**What the task asks:**
Would you please copy the part of the material below that opens with the line containing "action | put a dot on each instance of the pale" and closes with the line containing "blue dress in this photo."? Copy it exactly, and only it.

**Material to process:**
= = = = = = =

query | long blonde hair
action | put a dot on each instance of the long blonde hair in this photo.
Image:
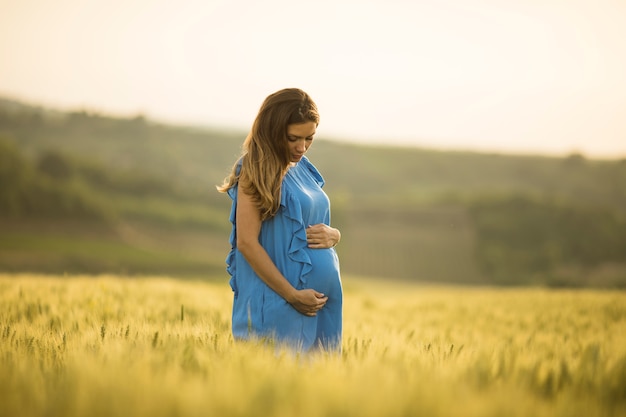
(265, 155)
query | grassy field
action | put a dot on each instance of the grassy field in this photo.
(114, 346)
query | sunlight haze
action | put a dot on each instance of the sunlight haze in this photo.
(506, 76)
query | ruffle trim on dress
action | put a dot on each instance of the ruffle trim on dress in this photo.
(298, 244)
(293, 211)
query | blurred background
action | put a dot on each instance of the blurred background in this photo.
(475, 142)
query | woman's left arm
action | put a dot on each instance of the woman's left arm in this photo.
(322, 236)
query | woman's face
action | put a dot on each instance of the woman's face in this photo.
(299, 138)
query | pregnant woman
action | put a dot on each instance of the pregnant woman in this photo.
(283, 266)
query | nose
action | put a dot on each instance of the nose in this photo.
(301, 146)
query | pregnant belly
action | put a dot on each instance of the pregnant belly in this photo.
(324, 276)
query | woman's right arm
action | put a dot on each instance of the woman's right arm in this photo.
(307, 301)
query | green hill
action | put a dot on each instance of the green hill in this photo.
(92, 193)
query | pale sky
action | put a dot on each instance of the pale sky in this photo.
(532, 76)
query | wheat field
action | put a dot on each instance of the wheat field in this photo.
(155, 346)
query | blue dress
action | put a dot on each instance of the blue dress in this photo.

= = = = = = =

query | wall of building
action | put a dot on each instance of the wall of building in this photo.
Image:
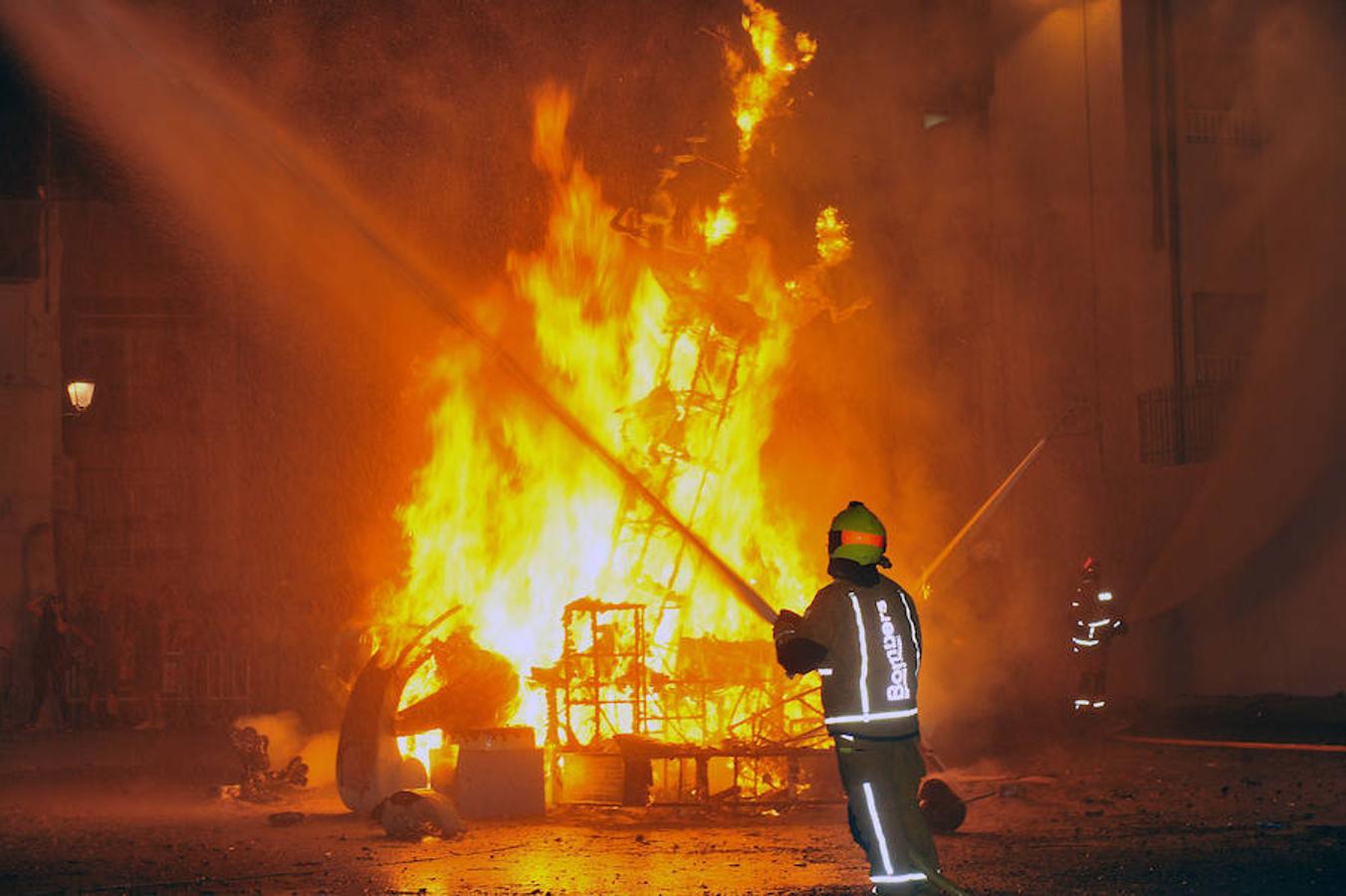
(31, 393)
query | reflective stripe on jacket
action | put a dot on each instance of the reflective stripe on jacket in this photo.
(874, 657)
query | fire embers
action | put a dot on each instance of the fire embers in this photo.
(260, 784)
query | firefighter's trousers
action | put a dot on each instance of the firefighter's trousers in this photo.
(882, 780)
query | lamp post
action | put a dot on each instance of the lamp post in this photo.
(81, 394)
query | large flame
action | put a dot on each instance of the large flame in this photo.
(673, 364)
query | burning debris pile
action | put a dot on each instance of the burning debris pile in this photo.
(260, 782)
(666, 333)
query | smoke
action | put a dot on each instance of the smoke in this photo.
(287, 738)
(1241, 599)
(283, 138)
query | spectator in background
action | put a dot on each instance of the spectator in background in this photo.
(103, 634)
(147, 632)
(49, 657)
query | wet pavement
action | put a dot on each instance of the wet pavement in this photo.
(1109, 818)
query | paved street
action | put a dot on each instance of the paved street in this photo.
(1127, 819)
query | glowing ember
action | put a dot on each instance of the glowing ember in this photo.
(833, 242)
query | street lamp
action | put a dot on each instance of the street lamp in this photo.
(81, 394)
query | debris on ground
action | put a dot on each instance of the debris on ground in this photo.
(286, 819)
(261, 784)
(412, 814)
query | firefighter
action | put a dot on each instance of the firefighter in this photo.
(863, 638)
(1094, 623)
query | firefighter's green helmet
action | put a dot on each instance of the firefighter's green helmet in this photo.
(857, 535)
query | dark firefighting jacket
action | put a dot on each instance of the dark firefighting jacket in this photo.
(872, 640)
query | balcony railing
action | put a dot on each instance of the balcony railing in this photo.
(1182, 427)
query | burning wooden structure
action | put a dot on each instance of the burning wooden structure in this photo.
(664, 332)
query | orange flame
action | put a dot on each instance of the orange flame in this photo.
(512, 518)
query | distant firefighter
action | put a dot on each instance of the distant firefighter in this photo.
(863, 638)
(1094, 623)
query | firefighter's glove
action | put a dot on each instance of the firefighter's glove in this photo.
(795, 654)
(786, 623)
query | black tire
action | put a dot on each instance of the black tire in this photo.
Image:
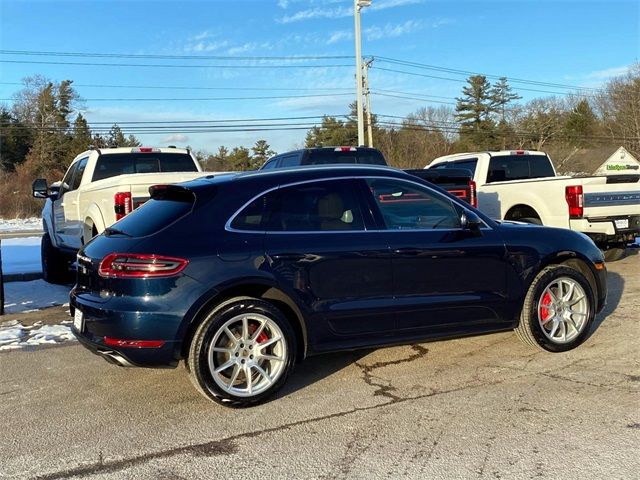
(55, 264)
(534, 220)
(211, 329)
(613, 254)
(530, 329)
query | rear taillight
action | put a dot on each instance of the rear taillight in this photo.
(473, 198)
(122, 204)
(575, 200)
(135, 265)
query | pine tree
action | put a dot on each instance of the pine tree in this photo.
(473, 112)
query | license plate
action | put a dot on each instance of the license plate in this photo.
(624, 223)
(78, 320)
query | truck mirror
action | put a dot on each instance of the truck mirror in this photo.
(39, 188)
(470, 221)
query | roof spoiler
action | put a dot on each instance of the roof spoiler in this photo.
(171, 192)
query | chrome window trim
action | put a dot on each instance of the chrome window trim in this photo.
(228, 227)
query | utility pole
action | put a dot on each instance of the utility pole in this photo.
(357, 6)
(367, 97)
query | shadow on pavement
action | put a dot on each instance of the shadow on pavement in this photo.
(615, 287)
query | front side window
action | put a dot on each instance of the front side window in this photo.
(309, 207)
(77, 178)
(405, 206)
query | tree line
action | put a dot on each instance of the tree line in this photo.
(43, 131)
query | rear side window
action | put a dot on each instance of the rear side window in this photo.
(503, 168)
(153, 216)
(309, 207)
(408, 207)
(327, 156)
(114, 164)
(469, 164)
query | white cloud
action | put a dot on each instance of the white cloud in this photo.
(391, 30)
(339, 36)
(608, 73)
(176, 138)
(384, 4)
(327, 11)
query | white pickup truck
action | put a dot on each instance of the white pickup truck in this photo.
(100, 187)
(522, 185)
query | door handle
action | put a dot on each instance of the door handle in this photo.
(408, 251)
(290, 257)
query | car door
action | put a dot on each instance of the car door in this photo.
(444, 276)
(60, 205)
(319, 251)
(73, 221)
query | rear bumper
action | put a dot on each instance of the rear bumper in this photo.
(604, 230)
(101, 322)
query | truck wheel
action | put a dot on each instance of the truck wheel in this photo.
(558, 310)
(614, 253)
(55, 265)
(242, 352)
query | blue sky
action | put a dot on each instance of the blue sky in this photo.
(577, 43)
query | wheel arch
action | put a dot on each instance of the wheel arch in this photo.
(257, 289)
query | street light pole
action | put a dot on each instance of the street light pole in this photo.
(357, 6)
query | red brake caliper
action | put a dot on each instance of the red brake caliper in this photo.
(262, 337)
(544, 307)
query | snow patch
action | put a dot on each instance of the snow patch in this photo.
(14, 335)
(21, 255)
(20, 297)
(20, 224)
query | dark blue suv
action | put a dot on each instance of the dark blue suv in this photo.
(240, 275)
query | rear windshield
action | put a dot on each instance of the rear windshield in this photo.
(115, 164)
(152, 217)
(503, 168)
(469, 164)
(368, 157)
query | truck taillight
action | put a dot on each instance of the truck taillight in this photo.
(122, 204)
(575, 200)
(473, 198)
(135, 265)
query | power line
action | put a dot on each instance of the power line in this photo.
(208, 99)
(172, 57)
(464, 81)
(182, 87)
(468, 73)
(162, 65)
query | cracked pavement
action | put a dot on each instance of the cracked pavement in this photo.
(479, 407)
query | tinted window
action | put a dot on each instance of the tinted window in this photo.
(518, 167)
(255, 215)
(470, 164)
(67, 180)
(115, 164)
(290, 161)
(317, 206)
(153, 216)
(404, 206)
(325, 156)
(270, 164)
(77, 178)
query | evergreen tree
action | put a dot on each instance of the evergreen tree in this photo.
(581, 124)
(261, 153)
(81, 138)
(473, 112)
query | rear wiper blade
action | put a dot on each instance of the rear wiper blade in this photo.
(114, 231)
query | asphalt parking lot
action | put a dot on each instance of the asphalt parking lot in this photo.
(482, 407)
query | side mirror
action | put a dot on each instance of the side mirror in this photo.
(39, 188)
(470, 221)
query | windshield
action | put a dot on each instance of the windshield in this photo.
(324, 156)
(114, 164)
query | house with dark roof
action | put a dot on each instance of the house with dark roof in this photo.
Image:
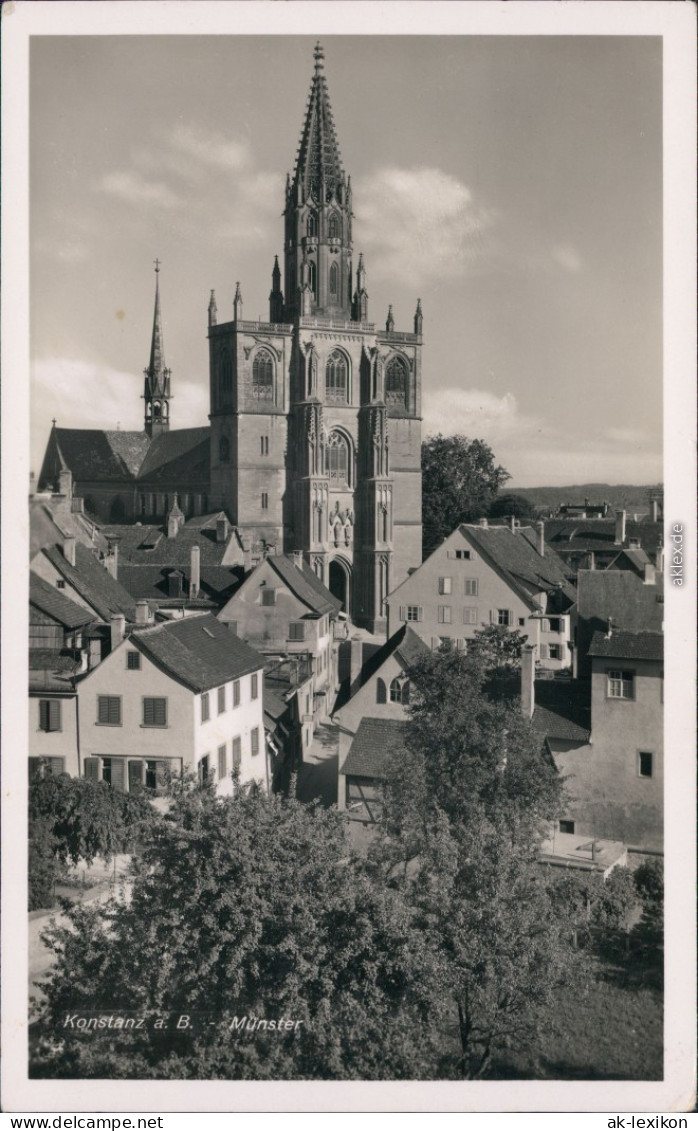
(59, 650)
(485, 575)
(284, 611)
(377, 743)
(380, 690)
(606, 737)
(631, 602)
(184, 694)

= = = = = = =

**Exercise result:**
action | put a dot on each instance of the pale sky in this photo.
(532, 76)
query | wheat field
action | put a dot on each instance of the wheat field in this photo.
(155, 346)
query | blue dress
action | put a dot on each instance of the blue dress in this photo.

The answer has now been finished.